▶ [AUSGANGSTEXT]:

——

- Studium der Tiermedizin in Hannover und Pretoria (Südafrika)
- PhD in Mikrobiologie, Fachtierärztin für Mikrobiologie, Habilitation in Mikrobiologie
- Seit 2014 W3 Professorin für Mikrobielle Immunologie, Friedrich-Schiller-Universität Jena
Ich bin 2020 erstmals auf YouTube und in den sozialen Medien auf Debatten rund um den Geschlechtsbegriff gestoßen. Seit einem Lancet-Cover 2021, auf dem der Begriff „bodies with vaginas“ synonym für Mädchen und Frauen verwendet wurde, befasse ich mich intensiver mit der Thematik, den verwendeten Begriffen und Argumenten, aber auch den gesellschaftlichen Auswirkungen der Begriffsverschiebungen
Ist das biologische Geschlecht ein Spektrum?

——

▶ [DEINE AUFGABE]: Bitte nenne alle Städte, die im Ausgangstext vorkommen. Die Einträge werden hierfür nicht gebraucht.

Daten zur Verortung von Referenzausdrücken
——

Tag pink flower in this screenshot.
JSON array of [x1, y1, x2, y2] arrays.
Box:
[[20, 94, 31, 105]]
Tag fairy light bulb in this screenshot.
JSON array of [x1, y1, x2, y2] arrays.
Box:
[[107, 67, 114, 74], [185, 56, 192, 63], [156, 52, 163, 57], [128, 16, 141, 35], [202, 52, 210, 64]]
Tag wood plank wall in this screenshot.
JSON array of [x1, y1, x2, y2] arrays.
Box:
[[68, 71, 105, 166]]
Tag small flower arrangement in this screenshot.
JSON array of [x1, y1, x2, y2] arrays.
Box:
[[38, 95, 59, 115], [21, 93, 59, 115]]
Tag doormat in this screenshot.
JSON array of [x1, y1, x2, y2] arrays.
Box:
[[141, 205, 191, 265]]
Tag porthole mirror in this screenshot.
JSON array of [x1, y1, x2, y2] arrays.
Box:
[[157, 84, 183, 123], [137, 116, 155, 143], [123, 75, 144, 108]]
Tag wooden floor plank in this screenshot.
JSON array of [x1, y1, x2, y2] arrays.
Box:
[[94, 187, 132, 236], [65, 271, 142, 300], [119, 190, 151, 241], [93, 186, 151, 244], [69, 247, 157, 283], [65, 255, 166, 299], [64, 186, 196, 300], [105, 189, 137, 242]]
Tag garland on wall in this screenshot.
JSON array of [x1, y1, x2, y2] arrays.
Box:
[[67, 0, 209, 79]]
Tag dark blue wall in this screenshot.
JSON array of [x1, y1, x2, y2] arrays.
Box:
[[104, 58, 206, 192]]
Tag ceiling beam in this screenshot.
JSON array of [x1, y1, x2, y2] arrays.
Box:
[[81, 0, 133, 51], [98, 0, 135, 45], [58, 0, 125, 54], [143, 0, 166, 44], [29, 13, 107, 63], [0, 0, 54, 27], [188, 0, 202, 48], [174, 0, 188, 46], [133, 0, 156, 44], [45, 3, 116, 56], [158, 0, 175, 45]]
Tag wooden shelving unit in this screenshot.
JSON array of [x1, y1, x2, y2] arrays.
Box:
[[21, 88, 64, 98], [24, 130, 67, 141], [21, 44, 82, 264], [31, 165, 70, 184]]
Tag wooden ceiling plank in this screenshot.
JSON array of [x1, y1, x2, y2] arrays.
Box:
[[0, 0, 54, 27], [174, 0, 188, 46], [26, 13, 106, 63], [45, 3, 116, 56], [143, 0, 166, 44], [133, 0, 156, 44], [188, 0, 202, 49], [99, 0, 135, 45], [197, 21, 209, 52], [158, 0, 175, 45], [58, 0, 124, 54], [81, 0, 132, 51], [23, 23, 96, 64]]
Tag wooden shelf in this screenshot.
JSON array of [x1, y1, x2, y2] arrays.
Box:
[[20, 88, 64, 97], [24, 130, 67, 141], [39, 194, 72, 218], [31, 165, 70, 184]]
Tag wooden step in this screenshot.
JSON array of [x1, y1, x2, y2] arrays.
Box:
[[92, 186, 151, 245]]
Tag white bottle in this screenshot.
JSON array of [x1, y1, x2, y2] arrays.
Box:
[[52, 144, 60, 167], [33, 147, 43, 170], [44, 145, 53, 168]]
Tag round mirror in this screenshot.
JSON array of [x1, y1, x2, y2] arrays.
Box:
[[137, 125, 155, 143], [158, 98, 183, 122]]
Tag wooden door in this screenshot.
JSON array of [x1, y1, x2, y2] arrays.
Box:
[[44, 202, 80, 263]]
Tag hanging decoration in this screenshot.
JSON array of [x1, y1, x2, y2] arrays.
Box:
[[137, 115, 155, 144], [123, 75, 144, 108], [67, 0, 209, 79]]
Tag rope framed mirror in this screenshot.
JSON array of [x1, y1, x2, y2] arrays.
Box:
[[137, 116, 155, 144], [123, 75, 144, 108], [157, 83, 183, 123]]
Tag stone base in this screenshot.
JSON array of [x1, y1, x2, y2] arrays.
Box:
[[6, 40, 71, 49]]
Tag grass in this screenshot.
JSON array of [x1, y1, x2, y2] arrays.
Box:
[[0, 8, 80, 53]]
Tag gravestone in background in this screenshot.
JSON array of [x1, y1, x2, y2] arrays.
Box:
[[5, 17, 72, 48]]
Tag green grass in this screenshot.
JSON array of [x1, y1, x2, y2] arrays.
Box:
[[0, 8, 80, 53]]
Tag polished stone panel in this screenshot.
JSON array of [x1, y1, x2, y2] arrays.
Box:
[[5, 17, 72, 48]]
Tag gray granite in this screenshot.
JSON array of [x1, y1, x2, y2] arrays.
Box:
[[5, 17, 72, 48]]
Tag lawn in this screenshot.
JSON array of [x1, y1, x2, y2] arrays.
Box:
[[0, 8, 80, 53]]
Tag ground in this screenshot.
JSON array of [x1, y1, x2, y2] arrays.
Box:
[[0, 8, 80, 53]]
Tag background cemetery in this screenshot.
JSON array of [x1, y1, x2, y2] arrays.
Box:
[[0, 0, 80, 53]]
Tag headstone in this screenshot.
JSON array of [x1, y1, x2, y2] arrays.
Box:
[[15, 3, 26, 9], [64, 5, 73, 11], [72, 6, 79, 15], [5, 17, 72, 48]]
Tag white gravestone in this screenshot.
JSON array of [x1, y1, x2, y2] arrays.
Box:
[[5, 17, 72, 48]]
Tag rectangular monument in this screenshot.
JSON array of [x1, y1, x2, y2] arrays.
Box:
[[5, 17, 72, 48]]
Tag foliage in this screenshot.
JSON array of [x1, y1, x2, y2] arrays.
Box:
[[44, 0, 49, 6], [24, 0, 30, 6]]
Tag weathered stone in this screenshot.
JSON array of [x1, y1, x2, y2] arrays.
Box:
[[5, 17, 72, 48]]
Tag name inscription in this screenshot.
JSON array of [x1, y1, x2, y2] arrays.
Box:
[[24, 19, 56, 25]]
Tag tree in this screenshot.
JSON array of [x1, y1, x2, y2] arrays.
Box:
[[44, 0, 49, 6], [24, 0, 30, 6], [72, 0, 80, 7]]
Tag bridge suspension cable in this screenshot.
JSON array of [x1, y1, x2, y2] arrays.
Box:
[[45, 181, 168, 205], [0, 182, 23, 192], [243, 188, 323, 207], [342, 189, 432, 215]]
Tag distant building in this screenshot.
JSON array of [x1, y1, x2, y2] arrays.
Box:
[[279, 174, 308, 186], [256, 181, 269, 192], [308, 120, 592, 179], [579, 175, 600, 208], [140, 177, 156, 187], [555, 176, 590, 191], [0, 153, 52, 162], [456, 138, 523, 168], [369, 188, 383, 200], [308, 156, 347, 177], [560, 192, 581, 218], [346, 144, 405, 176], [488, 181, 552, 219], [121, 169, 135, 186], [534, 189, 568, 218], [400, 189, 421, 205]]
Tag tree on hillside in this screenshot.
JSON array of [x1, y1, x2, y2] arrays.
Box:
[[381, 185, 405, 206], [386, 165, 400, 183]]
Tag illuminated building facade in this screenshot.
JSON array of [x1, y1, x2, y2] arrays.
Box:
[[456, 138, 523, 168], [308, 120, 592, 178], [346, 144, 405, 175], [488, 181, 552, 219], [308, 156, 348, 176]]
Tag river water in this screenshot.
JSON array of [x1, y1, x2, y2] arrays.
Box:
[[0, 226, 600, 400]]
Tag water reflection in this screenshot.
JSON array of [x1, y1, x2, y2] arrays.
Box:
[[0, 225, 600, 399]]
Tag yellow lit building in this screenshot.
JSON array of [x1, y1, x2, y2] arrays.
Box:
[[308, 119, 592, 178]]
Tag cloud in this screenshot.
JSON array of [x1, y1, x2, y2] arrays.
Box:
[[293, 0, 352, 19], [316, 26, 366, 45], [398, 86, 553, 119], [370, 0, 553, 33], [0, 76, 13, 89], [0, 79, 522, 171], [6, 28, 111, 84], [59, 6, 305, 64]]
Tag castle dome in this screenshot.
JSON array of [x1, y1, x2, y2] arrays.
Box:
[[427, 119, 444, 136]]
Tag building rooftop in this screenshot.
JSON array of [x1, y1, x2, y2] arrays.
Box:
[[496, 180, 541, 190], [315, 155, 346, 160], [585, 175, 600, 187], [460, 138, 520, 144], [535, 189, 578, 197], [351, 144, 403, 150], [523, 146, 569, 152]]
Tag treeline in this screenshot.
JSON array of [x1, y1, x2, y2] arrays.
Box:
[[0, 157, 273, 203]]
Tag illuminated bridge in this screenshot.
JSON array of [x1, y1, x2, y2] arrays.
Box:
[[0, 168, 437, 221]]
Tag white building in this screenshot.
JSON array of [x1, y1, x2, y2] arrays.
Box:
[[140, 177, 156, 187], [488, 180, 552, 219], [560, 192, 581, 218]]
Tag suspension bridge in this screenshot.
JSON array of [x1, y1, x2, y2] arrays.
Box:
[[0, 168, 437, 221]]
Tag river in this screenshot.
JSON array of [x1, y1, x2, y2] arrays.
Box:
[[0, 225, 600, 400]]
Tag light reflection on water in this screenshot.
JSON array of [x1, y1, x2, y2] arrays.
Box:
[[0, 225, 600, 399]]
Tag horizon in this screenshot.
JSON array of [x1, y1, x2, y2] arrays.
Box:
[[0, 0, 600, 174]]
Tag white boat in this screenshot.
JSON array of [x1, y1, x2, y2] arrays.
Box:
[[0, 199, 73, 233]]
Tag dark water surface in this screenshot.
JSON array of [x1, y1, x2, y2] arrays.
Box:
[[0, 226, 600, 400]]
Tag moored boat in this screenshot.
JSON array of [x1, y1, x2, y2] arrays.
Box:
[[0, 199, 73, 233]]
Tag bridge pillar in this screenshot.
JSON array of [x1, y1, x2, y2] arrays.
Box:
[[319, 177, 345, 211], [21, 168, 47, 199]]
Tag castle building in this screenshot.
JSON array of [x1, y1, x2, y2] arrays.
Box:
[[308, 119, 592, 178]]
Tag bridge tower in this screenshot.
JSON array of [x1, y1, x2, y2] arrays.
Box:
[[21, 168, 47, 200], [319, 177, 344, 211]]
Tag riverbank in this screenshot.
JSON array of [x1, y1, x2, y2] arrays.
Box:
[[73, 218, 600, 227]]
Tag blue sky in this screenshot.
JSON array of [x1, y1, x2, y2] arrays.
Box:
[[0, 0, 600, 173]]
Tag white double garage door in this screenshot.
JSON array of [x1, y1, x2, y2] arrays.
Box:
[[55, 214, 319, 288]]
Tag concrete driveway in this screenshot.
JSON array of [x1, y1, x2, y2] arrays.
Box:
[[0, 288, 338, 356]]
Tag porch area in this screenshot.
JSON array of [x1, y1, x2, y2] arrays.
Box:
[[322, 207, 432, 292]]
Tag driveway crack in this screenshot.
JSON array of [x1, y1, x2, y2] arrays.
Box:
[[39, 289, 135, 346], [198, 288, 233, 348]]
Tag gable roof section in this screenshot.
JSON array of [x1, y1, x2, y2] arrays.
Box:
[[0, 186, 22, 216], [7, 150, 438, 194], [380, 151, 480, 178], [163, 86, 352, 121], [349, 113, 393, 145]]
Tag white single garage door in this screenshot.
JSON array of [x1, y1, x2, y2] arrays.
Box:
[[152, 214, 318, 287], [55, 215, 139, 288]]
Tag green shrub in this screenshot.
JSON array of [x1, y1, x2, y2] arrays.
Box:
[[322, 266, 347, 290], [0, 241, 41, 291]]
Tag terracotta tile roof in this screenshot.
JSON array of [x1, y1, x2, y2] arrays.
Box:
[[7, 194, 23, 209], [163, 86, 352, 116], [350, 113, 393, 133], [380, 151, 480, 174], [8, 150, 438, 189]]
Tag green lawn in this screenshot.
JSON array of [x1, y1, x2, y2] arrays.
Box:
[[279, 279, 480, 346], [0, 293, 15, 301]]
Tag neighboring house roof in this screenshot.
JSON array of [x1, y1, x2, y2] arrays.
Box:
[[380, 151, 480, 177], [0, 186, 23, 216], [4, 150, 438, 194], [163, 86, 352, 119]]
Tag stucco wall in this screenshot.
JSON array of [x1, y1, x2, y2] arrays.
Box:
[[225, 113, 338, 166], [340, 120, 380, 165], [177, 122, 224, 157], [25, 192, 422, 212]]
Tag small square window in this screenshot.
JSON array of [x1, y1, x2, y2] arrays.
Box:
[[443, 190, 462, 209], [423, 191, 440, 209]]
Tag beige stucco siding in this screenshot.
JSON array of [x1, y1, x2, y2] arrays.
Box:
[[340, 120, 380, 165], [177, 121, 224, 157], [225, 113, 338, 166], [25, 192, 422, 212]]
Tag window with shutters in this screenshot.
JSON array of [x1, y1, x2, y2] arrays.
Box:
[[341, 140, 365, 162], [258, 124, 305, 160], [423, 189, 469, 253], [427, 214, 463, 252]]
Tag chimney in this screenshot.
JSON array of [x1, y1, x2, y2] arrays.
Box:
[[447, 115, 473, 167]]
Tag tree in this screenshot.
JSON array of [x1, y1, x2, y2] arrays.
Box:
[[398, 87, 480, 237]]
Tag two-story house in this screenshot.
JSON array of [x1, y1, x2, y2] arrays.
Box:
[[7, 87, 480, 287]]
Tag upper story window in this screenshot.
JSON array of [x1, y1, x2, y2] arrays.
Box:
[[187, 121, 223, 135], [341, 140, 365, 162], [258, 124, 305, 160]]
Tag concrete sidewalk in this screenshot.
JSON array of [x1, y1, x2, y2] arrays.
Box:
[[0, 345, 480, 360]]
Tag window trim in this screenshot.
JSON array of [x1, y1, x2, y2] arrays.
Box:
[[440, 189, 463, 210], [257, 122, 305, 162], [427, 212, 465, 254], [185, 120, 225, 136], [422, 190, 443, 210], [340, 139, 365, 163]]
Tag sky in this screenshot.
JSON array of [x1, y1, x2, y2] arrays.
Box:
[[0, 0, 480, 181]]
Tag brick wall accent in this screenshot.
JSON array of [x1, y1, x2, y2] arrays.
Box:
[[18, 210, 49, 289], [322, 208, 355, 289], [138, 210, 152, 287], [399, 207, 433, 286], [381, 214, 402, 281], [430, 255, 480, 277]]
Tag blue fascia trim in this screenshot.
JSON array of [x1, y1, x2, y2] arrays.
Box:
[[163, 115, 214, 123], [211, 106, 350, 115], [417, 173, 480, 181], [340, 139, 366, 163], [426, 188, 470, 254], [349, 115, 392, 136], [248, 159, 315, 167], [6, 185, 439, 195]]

——

▶ [ERGEBNIS]: Hannover, Pretoria, Jena